## REQUIREMENT
Copy the figure caption on muscle gene expression below word for word.

Figure 4. Muscle Gene Expression Changes with Exercise Training.

(A–F) Genes that were differentially expressed following high-intensity interval training (HIIT) in the young (A) or older (B), resistance training in the young (C) or older (D), and combined training in the young (E) or older (F) using an adjusted p value of ≤0.05 and an absolute fold change of ≥0.5 were annotated according to their mitochondrial specificity (using MitoCarta) and molecular function (using KEGG). Mito stands for mitochondrial.

(G and H) Overlap of genes upregulated with different modes of exercise training in younger (G) and older (H) participants.

(I) Overlap of genes that were upregulated with HIIT in older adults and any type of exercise training in younger adults.

(J) Gene set enrichment analysis of baseline gene expression differences between young and old participants against genes that were upregulated with HIIT in older participants. Genes that increased expression with age were more likely to increase their expression with HIIT in older participants.

(K) A “universal exercise training response gene set” was derived by looking for genes that increased with exercise with an adjusted p value of ≤0.05 and an absolute fold change of ≥0.3 in all groups. Gene Ontology (GO) process annotations enriched for this universal exercise training response gene set was derived using MetaCore software configured with an adjusted p value threshold of ≤0.05.

(L) Ingenuity Pathway Analysis (QIAGEN) was used to detect up stream regulators of the “universal exercise training response gene set.”

## PROVIDED MATERIAL
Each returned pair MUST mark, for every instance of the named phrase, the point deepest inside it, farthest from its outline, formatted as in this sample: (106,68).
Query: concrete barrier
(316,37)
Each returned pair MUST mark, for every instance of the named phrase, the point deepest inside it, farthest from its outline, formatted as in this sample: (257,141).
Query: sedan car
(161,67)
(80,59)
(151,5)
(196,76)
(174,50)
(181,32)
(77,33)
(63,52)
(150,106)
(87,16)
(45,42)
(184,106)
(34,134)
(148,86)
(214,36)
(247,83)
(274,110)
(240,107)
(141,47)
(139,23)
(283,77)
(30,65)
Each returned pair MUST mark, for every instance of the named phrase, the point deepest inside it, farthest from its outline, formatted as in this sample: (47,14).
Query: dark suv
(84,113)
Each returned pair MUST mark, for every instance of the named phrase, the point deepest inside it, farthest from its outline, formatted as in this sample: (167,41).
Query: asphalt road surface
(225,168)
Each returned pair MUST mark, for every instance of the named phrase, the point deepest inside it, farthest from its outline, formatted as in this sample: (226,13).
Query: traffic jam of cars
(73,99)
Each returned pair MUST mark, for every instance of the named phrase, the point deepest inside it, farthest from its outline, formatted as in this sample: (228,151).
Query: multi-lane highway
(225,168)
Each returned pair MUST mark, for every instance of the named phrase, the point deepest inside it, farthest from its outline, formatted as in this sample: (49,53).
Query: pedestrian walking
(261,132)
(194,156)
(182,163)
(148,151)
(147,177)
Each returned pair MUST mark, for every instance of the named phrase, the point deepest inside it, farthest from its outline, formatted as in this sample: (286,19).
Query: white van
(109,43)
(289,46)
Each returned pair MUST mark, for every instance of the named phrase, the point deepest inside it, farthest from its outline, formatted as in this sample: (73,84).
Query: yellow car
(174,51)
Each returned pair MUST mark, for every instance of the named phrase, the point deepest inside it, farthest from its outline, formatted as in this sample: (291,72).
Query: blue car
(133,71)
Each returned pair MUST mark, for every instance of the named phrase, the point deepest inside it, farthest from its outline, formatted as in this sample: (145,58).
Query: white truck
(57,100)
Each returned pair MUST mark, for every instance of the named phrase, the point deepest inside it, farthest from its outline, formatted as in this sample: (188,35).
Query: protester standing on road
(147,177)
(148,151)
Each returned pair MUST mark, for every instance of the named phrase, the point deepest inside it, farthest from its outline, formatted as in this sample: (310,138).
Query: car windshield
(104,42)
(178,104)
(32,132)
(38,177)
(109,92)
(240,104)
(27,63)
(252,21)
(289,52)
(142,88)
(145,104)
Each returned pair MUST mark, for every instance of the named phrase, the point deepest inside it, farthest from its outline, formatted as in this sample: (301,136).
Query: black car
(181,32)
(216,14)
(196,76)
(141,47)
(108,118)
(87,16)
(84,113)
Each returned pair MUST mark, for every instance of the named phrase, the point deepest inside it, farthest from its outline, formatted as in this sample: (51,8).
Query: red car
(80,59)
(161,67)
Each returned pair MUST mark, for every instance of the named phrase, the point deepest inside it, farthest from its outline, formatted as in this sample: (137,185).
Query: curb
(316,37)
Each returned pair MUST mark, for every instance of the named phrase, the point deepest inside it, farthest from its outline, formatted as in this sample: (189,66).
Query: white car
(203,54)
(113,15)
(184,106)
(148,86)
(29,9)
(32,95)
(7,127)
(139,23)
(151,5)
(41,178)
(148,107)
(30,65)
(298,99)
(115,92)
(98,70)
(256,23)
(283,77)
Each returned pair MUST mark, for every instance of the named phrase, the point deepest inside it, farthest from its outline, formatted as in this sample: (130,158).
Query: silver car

## ANSWER
Figure 4. Muscle Gene Expression Changes with Exercise Training.

(A–F) Genes that were differentially expressed following high-intensity interval training (HIIT) in the young (A) or older (B), resistance training in the young (C) or older (D), and combined training in the young (E) or older (F) using an adjusted p value of ≤0.05 and an absolute fold change of ≥0.5 were annotated according to their mitochondrial specificity (using MitoCarta) and molecular function (using KEGG). Mito stands for mitochondrial.

(G and H) Overlap of genes upregulated with different modes of exercise training in younger (G) and older (H) participants.

(I) Overlap of genes that were upregulated with HIIT in older adults and any type of exercise training in younger adults.

(J) Gene set enrichment analysis of baseline gene expression differences between young and old participants against genes that were upregulated with HIIT in older participants. Genes that increased expression with age were more likely to increase their expression with HIIT in older participants.

(K) A “universal exercise training response gene set” was derived by looking for genes that increased with exercise with an adjusted p value of ≤0.05 and an absolute fold change of ≥0.3 in all groups. Gene Ontology (GO) process annotations enriched for this universal exercise training response gene set was derived using MetaCore software configured with an adjusted p value threshold of ≤0.05.

(L) Ingenuity Pathway Analysis (QIAGEN) was used to detect up stream regulators of the “universal exercise training response gene set.”